● **ENTRIES SUPPLIED**:

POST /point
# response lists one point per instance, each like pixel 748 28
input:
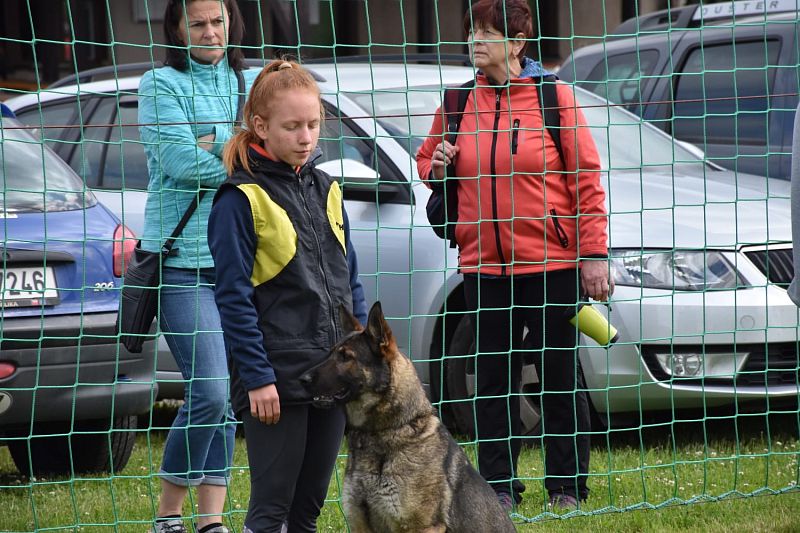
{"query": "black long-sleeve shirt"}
pixel 232 237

● **AIM**: Reproduce every line of the items above, requests included, scaling each pixel coordinate in the answers by 1.7 and rounding to the nearest whole number, with halves rounded up. Omit the pictures from your version.

● **SOLVED EXERCISE**:
POST /point
# response lists one point per instance, each like pixel 748 28
input:
{"query": "black long-sleeve shirt"}
pixel 394 403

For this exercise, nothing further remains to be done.